TASK TO COMPLETE: Beginning with the line containing "For the dataset, pick out the white boundary" and ending with the last line of the records, set down every line exactly.

DATA FOR THIS EXERCISE:
⁂

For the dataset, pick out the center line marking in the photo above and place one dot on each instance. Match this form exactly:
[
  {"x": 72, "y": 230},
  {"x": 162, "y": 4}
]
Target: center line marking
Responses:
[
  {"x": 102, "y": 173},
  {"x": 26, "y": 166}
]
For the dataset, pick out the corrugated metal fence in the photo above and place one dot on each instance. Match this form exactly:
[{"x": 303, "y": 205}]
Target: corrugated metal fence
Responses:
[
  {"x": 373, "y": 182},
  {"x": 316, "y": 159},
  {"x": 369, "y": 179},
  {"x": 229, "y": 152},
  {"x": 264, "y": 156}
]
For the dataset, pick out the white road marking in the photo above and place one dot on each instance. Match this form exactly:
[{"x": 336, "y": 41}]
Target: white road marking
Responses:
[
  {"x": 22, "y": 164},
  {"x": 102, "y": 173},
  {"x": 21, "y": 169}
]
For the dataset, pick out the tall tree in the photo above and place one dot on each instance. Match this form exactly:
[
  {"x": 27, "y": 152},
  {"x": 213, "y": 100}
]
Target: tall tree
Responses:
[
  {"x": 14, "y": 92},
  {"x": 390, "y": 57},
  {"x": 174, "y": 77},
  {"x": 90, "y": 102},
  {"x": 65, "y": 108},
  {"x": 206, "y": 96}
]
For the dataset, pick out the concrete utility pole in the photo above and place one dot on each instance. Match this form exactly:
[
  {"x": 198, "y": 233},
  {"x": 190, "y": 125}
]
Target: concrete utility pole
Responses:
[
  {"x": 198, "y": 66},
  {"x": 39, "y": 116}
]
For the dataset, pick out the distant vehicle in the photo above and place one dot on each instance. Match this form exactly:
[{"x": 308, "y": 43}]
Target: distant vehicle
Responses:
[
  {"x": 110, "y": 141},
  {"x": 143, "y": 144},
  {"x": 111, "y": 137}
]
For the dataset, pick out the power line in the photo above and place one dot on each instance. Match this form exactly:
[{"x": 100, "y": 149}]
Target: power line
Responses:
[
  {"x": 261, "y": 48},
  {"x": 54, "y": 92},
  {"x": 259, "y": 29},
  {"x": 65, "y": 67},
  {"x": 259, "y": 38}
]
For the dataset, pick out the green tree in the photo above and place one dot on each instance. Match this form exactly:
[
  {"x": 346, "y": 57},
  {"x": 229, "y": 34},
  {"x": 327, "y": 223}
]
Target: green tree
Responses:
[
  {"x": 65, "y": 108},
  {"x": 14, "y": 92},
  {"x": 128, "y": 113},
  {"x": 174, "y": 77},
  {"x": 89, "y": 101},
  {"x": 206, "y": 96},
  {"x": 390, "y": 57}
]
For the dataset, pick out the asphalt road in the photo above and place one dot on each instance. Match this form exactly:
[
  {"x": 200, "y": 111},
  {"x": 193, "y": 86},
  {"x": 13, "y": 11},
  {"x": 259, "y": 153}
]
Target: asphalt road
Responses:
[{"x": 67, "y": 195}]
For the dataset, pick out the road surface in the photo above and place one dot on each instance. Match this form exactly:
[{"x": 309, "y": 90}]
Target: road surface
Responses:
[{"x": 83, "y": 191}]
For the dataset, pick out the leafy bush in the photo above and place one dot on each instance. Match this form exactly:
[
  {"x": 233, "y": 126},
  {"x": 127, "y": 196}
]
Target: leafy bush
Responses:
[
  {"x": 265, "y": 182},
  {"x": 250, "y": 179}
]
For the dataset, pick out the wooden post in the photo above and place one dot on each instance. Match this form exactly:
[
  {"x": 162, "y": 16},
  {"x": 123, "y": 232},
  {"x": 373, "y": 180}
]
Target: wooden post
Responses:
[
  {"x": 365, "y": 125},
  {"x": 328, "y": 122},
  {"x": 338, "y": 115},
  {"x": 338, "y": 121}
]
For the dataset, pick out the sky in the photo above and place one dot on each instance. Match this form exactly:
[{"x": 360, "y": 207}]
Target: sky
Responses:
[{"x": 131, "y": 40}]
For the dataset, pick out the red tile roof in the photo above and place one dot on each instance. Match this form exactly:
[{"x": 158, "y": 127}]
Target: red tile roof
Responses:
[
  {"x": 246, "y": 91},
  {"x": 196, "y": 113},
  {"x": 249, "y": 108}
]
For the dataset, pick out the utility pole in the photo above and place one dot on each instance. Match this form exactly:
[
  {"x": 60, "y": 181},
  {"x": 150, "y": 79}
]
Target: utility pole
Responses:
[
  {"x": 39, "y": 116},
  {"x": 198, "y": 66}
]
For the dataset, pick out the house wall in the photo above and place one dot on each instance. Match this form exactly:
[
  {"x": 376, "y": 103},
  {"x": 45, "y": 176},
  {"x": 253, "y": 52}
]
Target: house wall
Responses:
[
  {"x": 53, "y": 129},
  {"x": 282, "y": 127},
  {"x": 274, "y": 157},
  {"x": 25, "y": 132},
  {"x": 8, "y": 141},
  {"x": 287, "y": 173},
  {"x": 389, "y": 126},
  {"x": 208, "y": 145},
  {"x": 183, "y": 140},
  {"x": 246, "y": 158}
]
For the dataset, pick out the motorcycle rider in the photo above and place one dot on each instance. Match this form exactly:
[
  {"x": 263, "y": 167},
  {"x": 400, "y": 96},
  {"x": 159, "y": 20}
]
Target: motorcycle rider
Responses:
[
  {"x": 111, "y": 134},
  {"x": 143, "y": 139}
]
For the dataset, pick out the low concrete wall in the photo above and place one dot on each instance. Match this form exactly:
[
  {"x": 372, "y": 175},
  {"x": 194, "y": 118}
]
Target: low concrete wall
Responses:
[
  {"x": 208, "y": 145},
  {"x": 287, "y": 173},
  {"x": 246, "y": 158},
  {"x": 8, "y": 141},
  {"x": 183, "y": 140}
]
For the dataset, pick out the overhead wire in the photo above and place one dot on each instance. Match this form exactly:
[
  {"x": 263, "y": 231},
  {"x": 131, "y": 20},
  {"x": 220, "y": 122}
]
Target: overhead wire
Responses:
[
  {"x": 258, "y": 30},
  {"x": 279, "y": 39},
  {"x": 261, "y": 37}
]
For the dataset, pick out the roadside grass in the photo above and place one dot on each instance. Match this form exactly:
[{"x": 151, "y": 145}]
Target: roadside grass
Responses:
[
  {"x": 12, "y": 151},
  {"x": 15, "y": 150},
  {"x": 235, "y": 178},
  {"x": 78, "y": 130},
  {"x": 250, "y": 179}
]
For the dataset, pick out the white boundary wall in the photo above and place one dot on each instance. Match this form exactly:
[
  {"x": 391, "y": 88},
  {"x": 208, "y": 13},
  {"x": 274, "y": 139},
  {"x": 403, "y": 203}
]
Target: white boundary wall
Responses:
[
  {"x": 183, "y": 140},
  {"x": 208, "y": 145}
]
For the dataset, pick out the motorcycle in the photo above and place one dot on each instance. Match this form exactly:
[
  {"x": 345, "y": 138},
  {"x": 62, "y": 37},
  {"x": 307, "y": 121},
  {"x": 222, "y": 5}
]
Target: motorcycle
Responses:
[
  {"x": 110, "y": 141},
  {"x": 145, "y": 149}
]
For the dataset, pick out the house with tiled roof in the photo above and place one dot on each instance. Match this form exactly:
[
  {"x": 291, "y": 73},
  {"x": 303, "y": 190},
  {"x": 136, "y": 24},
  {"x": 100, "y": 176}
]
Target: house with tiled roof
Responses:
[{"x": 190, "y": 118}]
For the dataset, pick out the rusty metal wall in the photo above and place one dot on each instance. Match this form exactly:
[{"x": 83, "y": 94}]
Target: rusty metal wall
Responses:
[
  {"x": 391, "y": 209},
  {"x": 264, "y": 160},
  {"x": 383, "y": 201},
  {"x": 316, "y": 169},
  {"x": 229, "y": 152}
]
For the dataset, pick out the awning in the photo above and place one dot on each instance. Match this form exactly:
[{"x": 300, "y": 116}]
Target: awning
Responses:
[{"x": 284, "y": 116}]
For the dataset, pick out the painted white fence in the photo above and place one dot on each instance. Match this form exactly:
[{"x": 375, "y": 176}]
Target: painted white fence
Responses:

⁂

RESULT OF THE TASK:
For the dataset, pick out the white boundary wall in the photo above and place one dot on each instance. Match this form exactly:
[
  {"x": 391, "y": 88},
  {"x": 208, "y": 13},
  {"x": 274, "y": 139},
  {"x": 403, "y": 203}
]
Target: white boundary wall
Responses:
[
  {"x": 183, "y": 140},
  {"x": 208, "y": 145}
]
For the dataset, pick out the motorcycle in the photo above and place one dot on each instance. Match this form exactly:
[
  {"x": 345, "y": 138},
  {"x": 62, "y": 37},
  {"x": 307, "y": 121},
  {"x": 222, "y": 5}
]
Target: motorcycle
Responses:
[
  {"x": 110, "y": 141},
  {"x": 145, "y": 149}
]
For the dataset, pick out the house with tiled roof in the photo above and place one dot on each instance. Match this form exactly:
[
  {"x": 291, "y": 73},
  {"x": 303, "y": 190},
  {"x": 136, "y": 24},
  {"x": 100, "y": 176}
]
Target: house with tiled roof
Responses:
[{"x": 190, "y": 118}]
For the dataset, pick out the rusty metal wall in the photo above and place one dot on each instance. Match this form exactly:
[{"x": 83, "y": 94}]
Target: rusty metal wall
Responses:
[
  {"x": 391, "y": 209},
  {"x": 264, "y": 160},
  {"x": 383, "y": 201},
  {"x": 316, "y": 169},
  {"x": 229, "y": 152}
]
For the dataset, pick out the awning in the photo above and place one dot on each instance. Match this form exactly:
[{"x": 300, "y": 116}]
Target: awning
Responses:
[{"x": 284, "y": 116}]
For the dataset, pick out the painted white fence in the photo above and place one dot on each instance. Match this form exactly:
[{"x": 375, "y": 176}]
Target: painted white fence
Responses:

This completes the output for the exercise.